# [EXERCISE REQUIREMENTS]
1/ List every learning objective given in the Huffman coding assignment.
2/ In the Huffman coding assignment, what does the build_huffman_tree function use to build the tree?
3/ Write the next part of the Huffman coding assignment, picking up right after its final line.

Huffman Encoding: Assignment

Thu, Feb 27, 2025

In this assignment, you will implement Huffman coding, a lossless data compression algorithm that assigns variable-length codes to input characters based on their frequencies.

Learning Objectives

In this assignment you will:

Understand the principles of lossless compression
Implement a Huffman tree data structure
Apply frequency analysis to text
Generate optimal prefix codes
Encode and decode text using Huffman coding

Huffman Algorithm: Step-by-Step Description

See the detailed explanation here:

Huffman Coding: Algorithm Guide

Assignment Requirements

Part 1: Huffman Tree Construction

Use the provided HuffmanNode class
Complete the build_huffman_tree function that:
- Creates a leaf node for each character
- Uses a priority queue to build the tree
- Returns the root of the Huffman tree

Part 2: Code Generation

Complete the generate_codes function to traverse the Huffman tree and create codes
Store the codes in a dictionary mapping characters to their binary codes

Part 4: Encoding and Decoding

Implement the encode function to convert text to Huffman codes
Implement the decode function to convert encoded bits back to text

Testing

The provided code will display the following to help you troubleshoot:

Character frequency count
Assigned Huffman codes
Encoded text
Decoded text (and whether they match)

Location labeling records
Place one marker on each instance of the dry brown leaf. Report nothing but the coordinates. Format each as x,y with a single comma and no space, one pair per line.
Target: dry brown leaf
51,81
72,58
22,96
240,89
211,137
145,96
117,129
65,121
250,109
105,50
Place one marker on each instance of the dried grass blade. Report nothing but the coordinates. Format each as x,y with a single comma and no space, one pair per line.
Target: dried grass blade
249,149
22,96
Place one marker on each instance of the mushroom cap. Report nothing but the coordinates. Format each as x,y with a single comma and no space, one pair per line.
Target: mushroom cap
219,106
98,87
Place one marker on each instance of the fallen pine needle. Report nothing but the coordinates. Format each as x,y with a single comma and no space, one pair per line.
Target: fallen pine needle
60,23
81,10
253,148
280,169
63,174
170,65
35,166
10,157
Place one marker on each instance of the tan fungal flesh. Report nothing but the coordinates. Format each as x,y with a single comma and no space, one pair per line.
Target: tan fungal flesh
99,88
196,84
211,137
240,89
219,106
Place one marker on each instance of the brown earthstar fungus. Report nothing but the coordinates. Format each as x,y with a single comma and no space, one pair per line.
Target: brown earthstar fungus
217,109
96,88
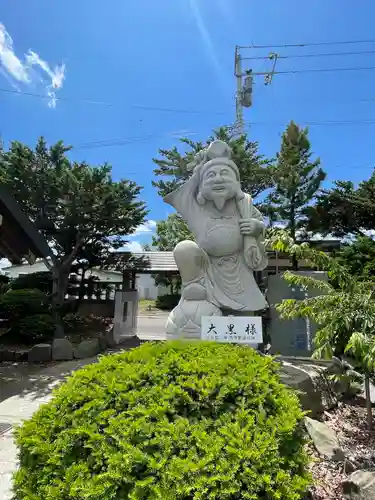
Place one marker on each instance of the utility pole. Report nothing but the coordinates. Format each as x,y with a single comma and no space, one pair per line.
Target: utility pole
244,85
239,123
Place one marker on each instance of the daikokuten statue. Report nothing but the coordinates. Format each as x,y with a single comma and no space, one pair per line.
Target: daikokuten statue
217,270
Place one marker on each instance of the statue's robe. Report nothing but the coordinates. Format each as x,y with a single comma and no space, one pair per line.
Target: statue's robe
230,258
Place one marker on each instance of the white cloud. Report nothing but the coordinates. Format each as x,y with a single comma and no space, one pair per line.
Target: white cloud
147,227
32,71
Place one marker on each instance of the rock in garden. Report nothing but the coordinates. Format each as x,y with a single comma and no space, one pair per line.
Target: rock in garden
362,395
62,350
40,353
103,343
360,485
325,440
316,392
87,349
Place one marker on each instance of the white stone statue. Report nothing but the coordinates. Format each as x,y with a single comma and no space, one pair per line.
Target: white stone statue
217,270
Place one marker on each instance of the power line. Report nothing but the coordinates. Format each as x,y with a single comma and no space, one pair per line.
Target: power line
145,138
301,56
310,44
103,103
317,70
321,122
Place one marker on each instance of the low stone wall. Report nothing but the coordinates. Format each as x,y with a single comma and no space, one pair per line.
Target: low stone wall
104,308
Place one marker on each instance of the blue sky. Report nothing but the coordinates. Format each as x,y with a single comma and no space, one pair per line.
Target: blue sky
139,59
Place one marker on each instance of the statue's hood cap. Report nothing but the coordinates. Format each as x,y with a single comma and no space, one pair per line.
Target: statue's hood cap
217,153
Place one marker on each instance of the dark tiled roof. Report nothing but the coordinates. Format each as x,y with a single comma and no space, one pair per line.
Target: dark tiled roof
19,238
157,261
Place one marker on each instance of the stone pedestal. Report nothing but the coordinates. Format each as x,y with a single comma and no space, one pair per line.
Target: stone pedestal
290,337
126,313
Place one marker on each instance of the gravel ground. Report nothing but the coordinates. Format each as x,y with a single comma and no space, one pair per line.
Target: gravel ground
350,424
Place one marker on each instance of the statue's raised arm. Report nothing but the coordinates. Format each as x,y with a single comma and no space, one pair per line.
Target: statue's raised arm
229,237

# [ANSWERS FOR THE EXERCISE]
1/
- Understand the principles of lossless compression
- Implement a Huffman tree data structure
- Apply frequency analysis to text
- Generate optimal prefix codes
- Encode and decode text using Huffman coding

2/ A priority queue.

3/
A visualization of your Huffman tree
Some statistics about the efficiency of the compression

Sample Texts for Testing

Test your code with the following:

Simple test:

hello world

English text:

The quick brown fox jumps over the lazy dog. The five boxing wizards jump quickly. How vexingly quick daft zebras jump!

Repeated patterns:

aaaaaabbbbbccccddeeeeeeeeeeeee

Code snippet:

def hello_world():
    print("Hello, World!")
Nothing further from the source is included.